How many of the lines below contain the string "snow"? Reply with the number alone.
━━━━━ PROVIDED INFORMATION ━━━━━
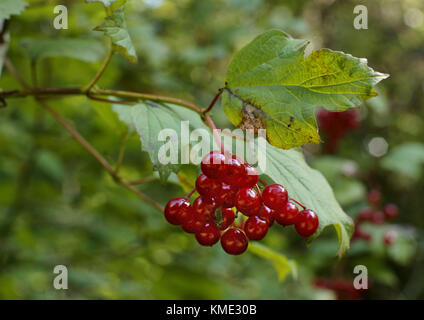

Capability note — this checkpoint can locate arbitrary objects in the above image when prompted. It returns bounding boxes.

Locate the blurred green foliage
[0,0,424,299]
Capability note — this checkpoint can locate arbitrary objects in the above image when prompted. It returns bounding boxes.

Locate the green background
[0,0,424,299]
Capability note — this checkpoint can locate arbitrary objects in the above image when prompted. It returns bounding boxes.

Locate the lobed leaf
[94,7,137,63]
[222,30,388,149]
[131,101,209,182]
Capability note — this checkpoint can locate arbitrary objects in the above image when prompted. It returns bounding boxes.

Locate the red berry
[371,211,384,224]
[222,158,246,185]
[244,216,269,240]
[196,174,222,197]
[275,202,299,226]
[294,209,319,237]
[262,184,289,210]
[193,196,217,222]
[235,188,261,216]
[221,228,248,255]
[368,189,381,204]
[258,205,275,227]
[218,208,236,230]
[181,218,205,233]
[165,198,193,225]
[200,151,228,179]
[215,183,238,208]
[196,223,221,246]
[384,230,397,246]
[358,208,374,221]
[383,204,399,219]
[238,163,259,188]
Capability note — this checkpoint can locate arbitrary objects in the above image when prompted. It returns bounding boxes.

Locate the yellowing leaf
[222,30,388,149]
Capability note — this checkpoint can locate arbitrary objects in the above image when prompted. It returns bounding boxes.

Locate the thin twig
[87,93,136,106]
[127,176,157,186]
[115,129,130,174]
[82,41,113,92]
[93,89,202,113]
[37,99,163,211]
[202,89,223,114]
[0,87,202,114]
[204,114,225,153]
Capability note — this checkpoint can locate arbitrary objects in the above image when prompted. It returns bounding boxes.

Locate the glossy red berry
[193,196,217,222]
[181,218,205,233]
[196,223,221,246]
[368,189,381,204]
[196,173,222,197]
[218,208,236,230]
[295,209,319,237]
[258,205,275,227]
[383,204,399,219]
[235,188,261,216]
[244,216,269,240]
[222,158,246,185]
[384,230,397,246]
[215,183,238,208]
[164,198,193,225]
[221,228,249,255]
[200,151,228,179]
[275,202,299,226]
[238,163,259,188]
[371,211,385,224]
[262,184,289,210]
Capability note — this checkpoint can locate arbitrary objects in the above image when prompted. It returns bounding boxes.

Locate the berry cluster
[351,190,399,245]
[317,108,359,153]
[165,151,319,255]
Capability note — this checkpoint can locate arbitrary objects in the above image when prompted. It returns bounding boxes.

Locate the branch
[37,99,163,211]
[0,88,203,114]
[82,40,113,92]
[202,88,223,114]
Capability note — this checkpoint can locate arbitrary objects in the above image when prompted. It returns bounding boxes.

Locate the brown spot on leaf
[240,102,265,133]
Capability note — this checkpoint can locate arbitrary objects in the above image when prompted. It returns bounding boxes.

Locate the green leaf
[94,7,137,63]
[131,101,210,182]
[222,30,388,149]
[0,0,28,19]
[177,164,198,193]
[0,31,10,77]
[258,138,353,256]
[85,0,126,8]
[21,38,105,62]
[248,242,297,282]
[381,142,424,181]
[112,104,135,133]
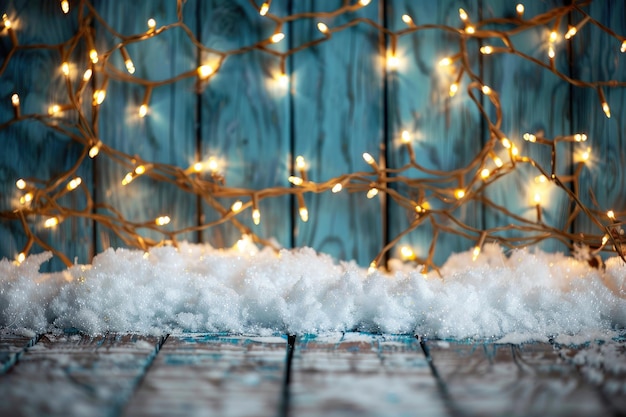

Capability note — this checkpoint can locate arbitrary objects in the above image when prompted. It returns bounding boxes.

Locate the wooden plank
[426,341,608,416]
[289,333,449,416]
[0,329,38,374]
[0,334,162,417]
[0,0,92,272]
[124,334,286,417]
[571,1,626,244]
[95,0,198,252]
[482,0,577,251]
[198,0,291,247]
[291,0,384,266]
[386,0,484,265]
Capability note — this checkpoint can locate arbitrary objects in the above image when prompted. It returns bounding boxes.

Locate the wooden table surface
[0,330,626,417]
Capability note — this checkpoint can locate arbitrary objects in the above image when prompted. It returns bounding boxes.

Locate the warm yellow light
[259,3,270,16]
[299,207,309,223]
[270,32,285,43]
[400,245,415,261]
[459,9,469,22]
[439,57,452,67]
[197,65,213,80]
[43,217,59,228]
[230,200,243,213]
[67,177,83,191]
[448,83,459,97]
[565,26,578,39]
[124,58,135,74]
[523,133,537,142]
[89,145,100,159]
[154,216,172,226]
[89,49,98,64]
[317,22,328,33]
[602,101,611,119]
[93,90,107,105]
[289,175,304,185]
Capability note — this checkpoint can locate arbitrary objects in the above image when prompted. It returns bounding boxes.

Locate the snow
[0,240,626,343]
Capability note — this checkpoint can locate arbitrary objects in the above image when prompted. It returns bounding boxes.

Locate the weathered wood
[0,0,93,271]
[291,0,384,265]
[289,333,448,416]
[124,334,287,417]
[482,0,578,251]
[0,329,37,374]
[425,341,609,416]
[0,334,162,417]
[94,0,198,252]
[386,0,483,264]
[197,0,291,247]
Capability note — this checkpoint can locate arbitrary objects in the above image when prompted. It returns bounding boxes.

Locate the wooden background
[0,0,626,270]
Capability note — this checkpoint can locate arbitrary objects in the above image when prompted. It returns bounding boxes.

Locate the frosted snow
[0,242,626,343]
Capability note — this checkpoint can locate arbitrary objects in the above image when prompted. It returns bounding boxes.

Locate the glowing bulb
[400,245,415,261]
[230,200,243,213]
[89,49,98,64]
[448,83,459,97]
[299,207,309,223]
[602,101,611,119]
[154,216,172,226]
[89,145,100,159]
[270,32,285,43]
[459,9,469,22]
[565,26,578,39]
[93,90,107,105]
[67,177,83,191]
[289,175,304,185]
[317,22,328,34]
[43,217,59,228]
[197,65,213,80]
[259,3,270,16]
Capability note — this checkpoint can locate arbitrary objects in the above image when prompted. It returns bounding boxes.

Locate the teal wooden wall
[0,0,626,269]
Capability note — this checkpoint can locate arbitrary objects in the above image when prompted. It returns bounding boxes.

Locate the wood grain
[292,1,384,265]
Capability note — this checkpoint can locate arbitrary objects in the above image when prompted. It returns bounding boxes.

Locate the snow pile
[0,242,626,342]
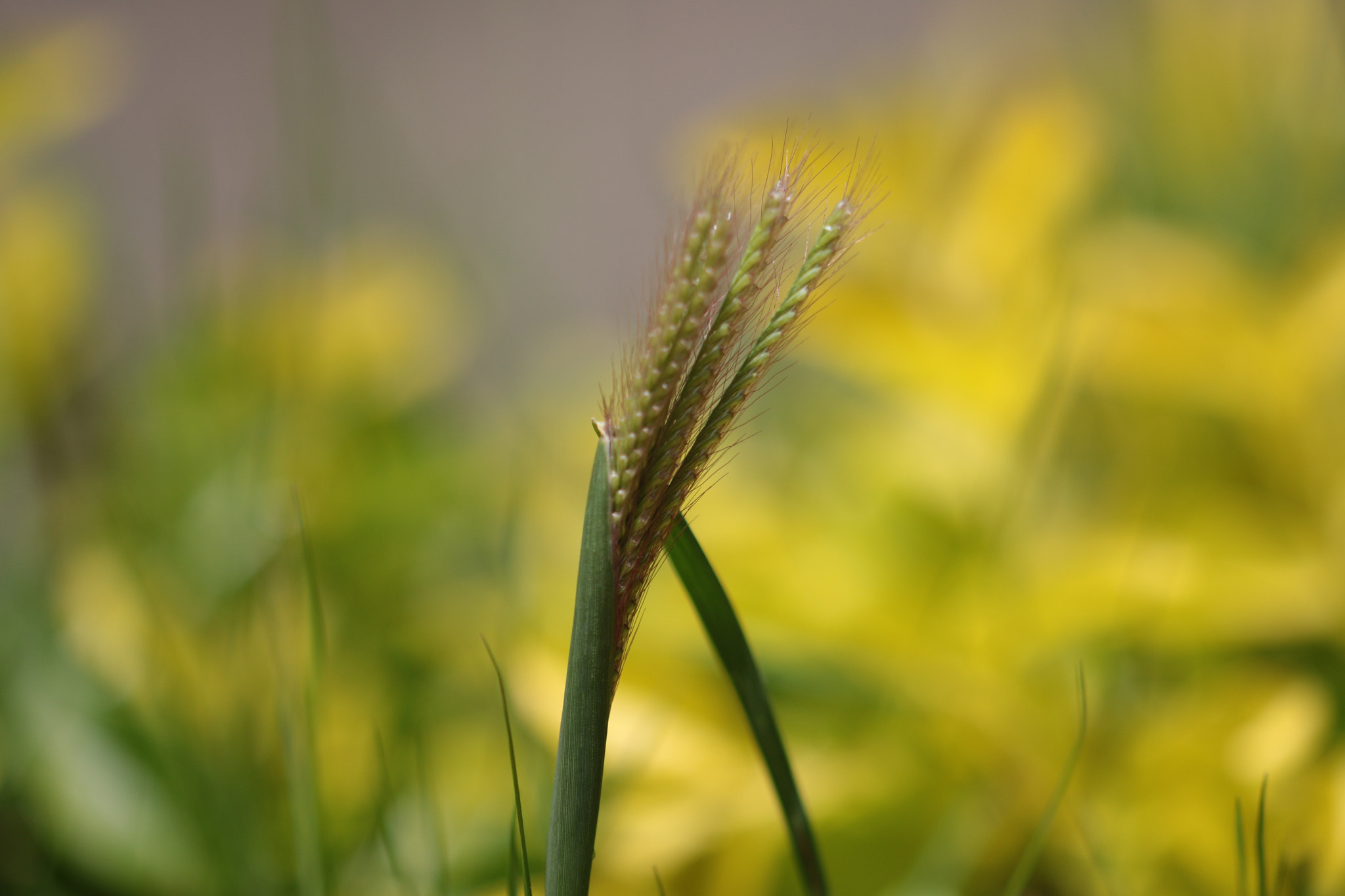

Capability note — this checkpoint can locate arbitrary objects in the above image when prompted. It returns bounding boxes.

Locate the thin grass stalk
[1003,666,1088,896]
[1256,775,1269,896]
[481,638,533,896]
[546,431,616,896]
[1233,800,1246,896]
━━━━━
* _ANSWER BELOW_
3